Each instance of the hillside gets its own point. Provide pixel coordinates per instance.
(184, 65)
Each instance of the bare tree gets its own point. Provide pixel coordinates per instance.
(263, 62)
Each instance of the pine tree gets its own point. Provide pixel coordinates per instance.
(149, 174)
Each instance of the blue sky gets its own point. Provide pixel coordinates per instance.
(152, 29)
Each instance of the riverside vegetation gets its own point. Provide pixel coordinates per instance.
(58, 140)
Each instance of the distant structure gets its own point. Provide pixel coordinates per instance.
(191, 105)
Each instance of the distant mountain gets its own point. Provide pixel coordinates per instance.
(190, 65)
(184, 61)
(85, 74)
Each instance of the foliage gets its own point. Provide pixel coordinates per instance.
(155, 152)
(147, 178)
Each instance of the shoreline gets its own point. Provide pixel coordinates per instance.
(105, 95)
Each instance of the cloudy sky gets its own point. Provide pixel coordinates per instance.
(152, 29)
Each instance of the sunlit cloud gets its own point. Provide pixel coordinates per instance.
..............................
ABOUT THIS TASK — Copy out the full listing above. Keep every word as it is.

RESULT OF THE EXERCISE —
Each instance of the hillside gets its own point. Provide pixel coordinates per instance.
(184, 65)
Each instance of the bare tree gets its own point. Provide pixel coordinates per instance.
(263, 62)
Each instance of the pine tree gets its own point. Provide pixel coordinates per instance.
(149, 174)
Each instance of the blue sky gets its own point. Provide pixel coordinates per instance.
(152, 29)
Each instance of the riverside vegetation gets its own point. Provide pixel coordinates per instance.
(58, 140)
Each instance of the distant structure gets its own point. Provide pixel coordinates per instance.
(191, 105)
Each instance of the distant mountain gets its own point. Provide pixel coordinates per instance.
(190, 65)
(184, 61)
(85, 74)
Each instance of the foliage gets its own point. Provide pixel coordinates per instance.
(155, 152)
(147, 178)
Each instance of the shoreline gets its own point. Provide pixel coordinates per instance.
(105, 95)
Each instance of the cloudy sky gets its own point. Provide pixel coordinates per instance.
(152, 29)
Each instance of the sunlit cloud gets its own point. Provide pixel coordinates per instance.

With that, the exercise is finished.